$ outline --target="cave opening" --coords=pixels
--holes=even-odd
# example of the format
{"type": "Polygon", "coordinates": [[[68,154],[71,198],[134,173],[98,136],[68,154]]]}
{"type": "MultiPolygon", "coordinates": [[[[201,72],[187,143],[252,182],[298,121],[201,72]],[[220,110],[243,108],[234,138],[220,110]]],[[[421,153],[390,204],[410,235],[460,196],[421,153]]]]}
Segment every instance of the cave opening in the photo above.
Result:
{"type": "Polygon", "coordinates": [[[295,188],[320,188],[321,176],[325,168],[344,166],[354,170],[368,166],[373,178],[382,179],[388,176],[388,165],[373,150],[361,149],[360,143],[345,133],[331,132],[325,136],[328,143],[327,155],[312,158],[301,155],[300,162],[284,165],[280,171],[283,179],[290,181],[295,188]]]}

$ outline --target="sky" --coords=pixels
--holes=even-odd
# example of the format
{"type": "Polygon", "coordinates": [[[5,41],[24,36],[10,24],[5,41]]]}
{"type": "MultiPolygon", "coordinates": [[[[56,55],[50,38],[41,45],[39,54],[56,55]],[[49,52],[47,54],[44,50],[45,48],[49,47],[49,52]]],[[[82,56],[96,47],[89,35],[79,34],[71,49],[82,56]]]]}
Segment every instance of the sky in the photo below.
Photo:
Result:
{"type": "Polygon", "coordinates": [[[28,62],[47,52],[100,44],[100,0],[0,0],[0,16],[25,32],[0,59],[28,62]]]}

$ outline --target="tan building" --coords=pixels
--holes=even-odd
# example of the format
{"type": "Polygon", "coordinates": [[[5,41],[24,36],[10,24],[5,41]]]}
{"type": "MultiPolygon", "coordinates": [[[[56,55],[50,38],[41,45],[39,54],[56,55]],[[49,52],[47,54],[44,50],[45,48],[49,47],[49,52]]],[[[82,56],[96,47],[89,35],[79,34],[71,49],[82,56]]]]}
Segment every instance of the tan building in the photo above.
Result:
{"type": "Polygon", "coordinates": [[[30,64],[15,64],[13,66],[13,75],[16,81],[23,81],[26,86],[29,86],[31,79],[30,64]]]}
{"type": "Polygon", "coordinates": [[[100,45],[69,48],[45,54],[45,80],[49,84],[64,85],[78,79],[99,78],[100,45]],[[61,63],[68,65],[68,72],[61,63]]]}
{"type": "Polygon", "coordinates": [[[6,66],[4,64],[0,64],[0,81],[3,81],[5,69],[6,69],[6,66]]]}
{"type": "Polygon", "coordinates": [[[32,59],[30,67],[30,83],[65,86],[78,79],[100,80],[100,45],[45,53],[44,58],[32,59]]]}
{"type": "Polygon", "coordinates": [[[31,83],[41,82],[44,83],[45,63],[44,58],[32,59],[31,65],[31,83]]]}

**To do:** Copy out every entry again, exactly as it was given.

**Expected answer:**
$ outline --target="cave opening" --coords=pixels
--holes=even-odd
# example of the format
{"type": "Polygon", "coordinates": [[[68,154],[71,198],[134,173],[98,136],[68,154]]]}
{"type": "MultiPolygon", "coordinates": [[[[201,72],[187,143],[252,182],[298,121],[201,72]],[[220,110],[243,108],[234,138],[220,110]]],[[[421,153],[390,204],[410,235],[460,196],[421,153]]]]}
Segment every instance of the cave opening in the photo above.
Result:
{"type": "Polygon", "coordinates": [[[295,188],[320,188],[321,176],[325,168],[344,166],[354,170],[368,166],[373,178],[382,179],[388,176],[388,165],[373,150],[361,149],[360,143],[345,133],[331,132],[325,136],[328,143],[327,155],[312,158],[301,155],[300,162],[284,165],[280,171],[283,179],[290,181],[295,188]]]}

$ outline --target="sky" --coords=pixels
--holes=even-odd
# example of the format
{"type": "Polygon", "coordinates": [[[5,41],[24,36],[10,24],[5,41]]]}
{"type": "MultiPolygon", "coordinates": [[[[56,55],[50,38],[41,45],[39,54],[56,55]],[[49,52],[47,54],[44,50],[45,48],[49,47],[49,52]]],[[[82,56],[96,47],[89,35],[79,34],[71,49],[82,56]]]]}
Segment every instance of the sky in the photo below.
Photo:
Result:
{"type": "Polygon", "coordinates": [[[28,62],[47,52],[100,44],[100,0],[0,0],[0,16],[25,32],[0,59],[28,62]]]}

$ outline --target="tan building" --coords=pixels
--holes=even-odd
# example of the format
{"type": "Polygon", "coordinates": [[[5,41],[24,36],[10,24],[5,41]]]}
{"type": "MultiPolygon", "coordinates": [[[[56,55],[50,38],[41,45],[39,54],[56,55]],[[49,52],[47,54],[44,50],[45,48],[49,47],[49,52]]],[[[82,56],[96,47],[89,35],[79,34],[71,49],[82,56]]]]}
Segment every instance of the tan building in the photo above.
Result:
{"type": "Polygon", "coordinates": [[[30,64],[15,64],[13,66],[13,75],[16,81],[23,81],[26,86],[29,86],[31,79],[30,64]]]}
{"type": "Polygon", "coordinates": [[[100,45],[69,48],[45,54],[45,80],[49,84],[64,85],[78,79],[99,78],[100,45]],[[61,63],[68,65],[68,72],[61,63]]]}
{"type": "Polygon", "coordinates": [[[6,66],[4,64],[0,64],[0,81],[3,81],[5,69],[6,69],[6,66]]]}
{"type": "Polygon", "coordinates": [[[32,59],[30,67],[30,83],[65,86],[78,79],[100,80],[100,45],[45,53],[44,58],[32,59]]]}
{"type": "Polygon", "coordinates": [[[31,83],[41,82],[44,83],[45,63],[44,58],[32,59],[31,65],[31,83]]]}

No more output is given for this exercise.